(Coordinate annotation records)
========================================

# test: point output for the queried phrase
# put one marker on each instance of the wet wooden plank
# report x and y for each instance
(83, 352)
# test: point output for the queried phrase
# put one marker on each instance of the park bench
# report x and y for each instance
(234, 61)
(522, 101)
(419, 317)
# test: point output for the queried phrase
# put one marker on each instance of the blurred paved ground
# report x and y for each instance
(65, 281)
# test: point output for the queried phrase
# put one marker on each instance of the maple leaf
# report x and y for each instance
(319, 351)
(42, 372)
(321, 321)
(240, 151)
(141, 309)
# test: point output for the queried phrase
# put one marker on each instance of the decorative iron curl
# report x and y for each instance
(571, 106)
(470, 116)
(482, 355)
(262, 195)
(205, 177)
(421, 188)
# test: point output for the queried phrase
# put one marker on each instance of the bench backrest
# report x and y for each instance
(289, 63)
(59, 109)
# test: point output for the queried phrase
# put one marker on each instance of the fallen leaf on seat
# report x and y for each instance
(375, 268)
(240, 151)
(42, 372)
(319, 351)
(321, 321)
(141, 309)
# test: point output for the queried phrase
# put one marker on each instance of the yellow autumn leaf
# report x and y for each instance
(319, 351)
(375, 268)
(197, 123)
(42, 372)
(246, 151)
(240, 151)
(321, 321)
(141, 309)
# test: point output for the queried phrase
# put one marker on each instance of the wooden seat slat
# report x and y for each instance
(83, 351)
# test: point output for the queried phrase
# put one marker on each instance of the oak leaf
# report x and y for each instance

========================================

*WHAT TO DO*.
Please output the entries above, every line exactly as it reads.

*RESPONSE TO THIS EXERCISE*.
# test: point output for the queried phrase
# put one marker on each instance of the wet wooden plank
# report x and y for each instance
(83, 352)
# test: point output for the queried phrase
# put one marker on each instance of the park bench
# report x and y for each instance
(234, 61)
(522, 101)
(419, 317)
# test: point output for the queried phrase
# put one marker on each instance of the blurred paved ground
# report x and y for each instance
(65, 281)
# test: point output for the queried phrase
# put one marker on each instance of the maple leaf
# report x and y for each instance
(319, 351)
(42, 372)
(321, 321)
(240, 151)
(141, 309)
# test: point output for the queried phrase
# put one marker on each instance of the decorative iron curl
# report x and y for each instance
(571, 106)
(470, 116)
(482, 355)
(262, 195)
(205, 177)
(421, 188)
# test: point output for the queried phrase
# put one marker on each instance of the bench backrest
# report x and y for each instance
(289, 63)
(59, 109)
# test: point output for the queried phrase
# put one marker on each instance of the fallen leaf on seat
# report x and y for each instance
(375, 268)
(240, 151)
(42, 372)
(319, 351)
(321, 321)
(141, 309)
# test: point output for the queried phrase
# put one marker on each instance of the yellow autumn leaf
# report x and y for each instance
(319, 351)
(375, 268)
(197, 123)
(42, 372)
(246, 151)
(240, 151)
(321, 321)
(141, 309)
# test: point output for the queried phrase
# put one marker on each instance of the wooden seat slat
# report x and y for each instance
(83, 351)
# test: point output for the queried phrase
# put one marker on each instance of the oak leaf
# report x and y for each instance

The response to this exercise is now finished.